Text shown
-----

Re: Working Group Last Call for HTTP Random Access and Live Content

On 9 February 2018 at 12:38, Mark Nottingham <mnot@mnot.net> wrote:
> Hi Folks,
>
> We didn't receive any feedback during the WGLC period, which is causing your chairs a bit of concern.
>
> If you have read this document and believe it should progress as Experimental, please say so on-list (or privately to us, if necessary).
>
> Thanks,
>

For the most part, I can think of a couple of ways it could go wrong,
but they're all pretty screwy to start with, and the worst that
happens is a dodgy client finds that its "very large" resource has
been truncated mid-download.  So I don't think it really needs to be
Experimental just for that.

That said, I don't feel comfortable about the Shift Buffer
Representations section.  AFAIK this document is introducing this
concept, at least as far as breaking the relationship between resource
representation size and byte range, so it should spend more effort
describing/standardising some of the other behaviours.  (Such as: What
happens if I try to resume an interrupted non-range request using a
range request (assuming I didn't make the first request when the
original first byte was still available)? Whose byte "0" is the real
byte "0"?)  It seems like we've opened a little Pandora's box without
providing any advice or guidance.

-----

Recorded information
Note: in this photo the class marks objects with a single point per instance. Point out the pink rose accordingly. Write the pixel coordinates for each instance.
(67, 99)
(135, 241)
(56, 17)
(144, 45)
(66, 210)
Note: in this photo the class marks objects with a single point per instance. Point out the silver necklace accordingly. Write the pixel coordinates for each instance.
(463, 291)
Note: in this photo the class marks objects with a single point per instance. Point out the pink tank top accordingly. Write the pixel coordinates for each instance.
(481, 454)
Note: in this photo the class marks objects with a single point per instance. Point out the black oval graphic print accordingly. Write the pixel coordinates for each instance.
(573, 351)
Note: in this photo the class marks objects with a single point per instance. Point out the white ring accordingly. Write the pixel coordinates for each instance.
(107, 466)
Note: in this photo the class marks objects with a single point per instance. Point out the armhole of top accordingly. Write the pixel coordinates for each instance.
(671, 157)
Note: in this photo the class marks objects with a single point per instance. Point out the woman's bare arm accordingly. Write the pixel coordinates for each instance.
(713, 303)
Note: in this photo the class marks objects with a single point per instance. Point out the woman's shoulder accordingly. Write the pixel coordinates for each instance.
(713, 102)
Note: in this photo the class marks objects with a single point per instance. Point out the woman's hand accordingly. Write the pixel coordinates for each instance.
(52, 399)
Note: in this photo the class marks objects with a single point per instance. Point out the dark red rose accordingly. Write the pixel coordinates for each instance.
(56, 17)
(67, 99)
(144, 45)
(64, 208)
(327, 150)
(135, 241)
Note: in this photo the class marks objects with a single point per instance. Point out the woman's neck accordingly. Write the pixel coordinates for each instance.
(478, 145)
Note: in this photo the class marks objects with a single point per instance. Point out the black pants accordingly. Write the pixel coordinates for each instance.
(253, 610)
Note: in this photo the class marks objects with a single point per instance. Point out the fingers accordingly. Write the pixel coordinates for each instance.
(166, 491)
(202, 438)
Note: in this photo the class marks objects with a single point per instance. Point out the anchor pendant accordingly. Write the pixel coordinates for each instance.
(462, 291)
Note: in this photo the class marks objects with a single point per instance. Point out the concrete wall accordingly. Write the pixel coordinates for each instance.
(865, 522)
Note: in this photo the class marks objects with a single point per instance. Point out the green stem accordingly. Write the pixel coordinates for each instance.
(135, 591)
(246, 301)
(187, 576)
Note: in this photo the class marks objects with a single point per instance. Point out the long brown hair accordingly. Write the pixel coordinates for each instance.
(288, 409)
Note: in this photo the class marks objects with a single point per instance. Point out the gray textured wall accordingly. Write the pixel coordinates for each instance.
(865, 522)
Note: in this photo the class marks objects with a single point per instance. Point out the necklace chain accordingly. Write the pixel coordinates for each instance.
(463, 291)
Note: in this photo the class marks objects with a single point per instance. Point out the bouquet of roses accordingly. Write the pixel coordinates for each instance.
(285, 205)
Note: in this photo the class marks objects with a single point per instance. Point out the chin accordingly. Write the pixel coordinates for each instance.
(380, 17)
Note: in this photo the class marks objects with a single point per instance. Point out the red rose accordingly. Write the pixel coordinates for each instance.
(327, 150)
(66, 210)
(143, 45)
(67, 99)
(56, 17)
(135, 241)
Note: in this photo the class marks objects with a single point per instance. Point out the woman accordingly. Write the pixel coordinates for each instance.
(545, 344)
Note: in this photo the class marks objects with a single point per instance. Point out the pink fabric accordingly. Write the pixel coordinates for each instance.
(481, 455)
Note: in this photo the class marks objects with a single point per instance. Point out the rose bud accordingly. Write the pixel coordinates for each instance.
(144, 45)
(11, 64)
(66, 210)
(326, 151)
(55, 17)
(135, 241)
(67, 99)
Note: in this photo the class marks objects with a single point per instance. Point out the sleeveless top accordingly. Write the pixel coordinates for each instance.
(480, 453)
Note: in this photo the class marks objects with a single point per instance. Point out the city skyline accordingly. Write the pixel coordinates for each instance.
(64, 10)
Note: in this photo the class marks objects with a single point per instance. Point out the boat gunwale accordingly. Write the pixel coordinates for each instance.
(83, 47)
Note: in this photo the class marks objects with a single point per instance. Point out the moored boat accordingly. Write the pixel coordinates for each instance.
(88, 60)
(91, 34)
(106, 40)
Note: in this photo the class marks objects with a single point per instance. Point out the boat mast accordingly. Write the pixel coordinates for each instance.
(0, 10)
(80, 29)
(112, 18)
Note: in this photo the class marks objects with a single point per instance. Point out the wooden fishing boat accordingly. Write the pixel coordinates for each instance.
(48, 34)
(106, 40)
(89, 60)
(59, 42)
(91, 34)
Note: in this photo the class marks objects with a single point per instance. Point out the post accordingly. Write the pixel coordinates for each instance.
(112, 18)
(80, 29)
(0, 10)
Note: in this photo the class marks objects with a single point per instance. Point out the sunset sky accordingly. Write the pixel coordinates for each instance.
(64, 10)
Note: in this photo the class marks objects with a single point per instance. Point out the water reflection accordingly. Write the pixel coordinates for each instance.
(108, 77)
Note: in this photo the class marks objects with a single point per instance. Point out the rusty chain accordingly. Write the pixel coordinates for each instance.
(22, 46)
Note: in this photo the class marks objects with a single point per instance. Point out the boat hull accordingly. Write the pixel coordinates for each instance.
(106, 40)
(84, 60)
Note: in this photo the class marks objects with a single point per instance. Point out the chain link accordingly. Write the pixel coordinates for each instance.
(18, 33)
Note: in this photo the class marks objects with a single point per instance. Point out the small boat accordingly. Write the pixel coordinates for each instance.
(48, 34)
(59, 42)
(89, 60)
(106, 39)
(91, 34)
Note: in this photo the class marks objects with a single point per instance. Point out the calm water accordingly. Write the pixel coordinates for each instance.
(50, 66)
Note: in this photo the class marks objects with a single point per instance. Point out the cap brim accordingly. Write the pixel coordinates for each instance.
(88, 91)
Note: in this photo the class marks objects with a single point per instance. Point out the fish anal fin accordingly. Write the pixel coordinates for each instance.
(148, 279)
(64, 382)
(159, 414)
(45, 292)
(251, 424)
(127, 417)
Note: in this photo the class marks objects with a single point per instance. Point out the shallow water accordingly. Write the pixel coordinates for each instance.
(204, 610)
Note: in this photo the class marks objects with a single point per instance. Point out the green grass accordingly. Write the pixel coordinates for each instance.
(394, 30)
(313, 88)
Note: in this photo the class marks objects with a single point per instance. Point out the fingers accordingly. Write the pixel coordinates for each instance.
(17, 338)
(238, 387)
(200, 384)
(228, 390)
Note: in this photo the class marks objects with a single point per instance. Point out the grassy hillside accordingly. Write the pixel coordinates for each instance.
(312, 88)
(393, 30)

-----

Exercise tasks
1: Answer these questions from the HTTP Random Access email, each on its own line:
(a) How much feedback came in during the WGLC period?
(b) Which section of the document does the reply express discomfort about?
(c) What is the worst result of the possible failures the reply mentions?
2: Continue the HTTP Random Access email from its final sentence.

Response list
1:
(a) None.
(b) The Shift Buffer Representations section.
(c) A dodgy client finds that its "very large" resource has been truncated mid-download.

2:
Editorial:

* No references until Section 2.1? I would have expected an earlier
pointer to RFC7233 (at the least), maybe even in the introduction.

* Throughout, "indeterminate-length" (or "indeterminate length") is
used as an adjective, as in "indeterminate length resource".
Technically is *is* an attributive noun, but it's awkward, especially
when not hyphenated. What about "resource of indeterminate length"?

* From Section 2.1 on there's a bunch of ABNF, but there's no
fore-warning of that anywhere in the document. Is it okay to defer
that entirely to the normative reference [RFC7233]?

* In 2.2: "Very Large Value", with caps, looks like it should have a
definition somewhere ;)  (Also it's not consistently capitalised
throughout the document, one way or the other.)

* "2^^63" is new notation to me. Usually it's either "2^63" or "2**63".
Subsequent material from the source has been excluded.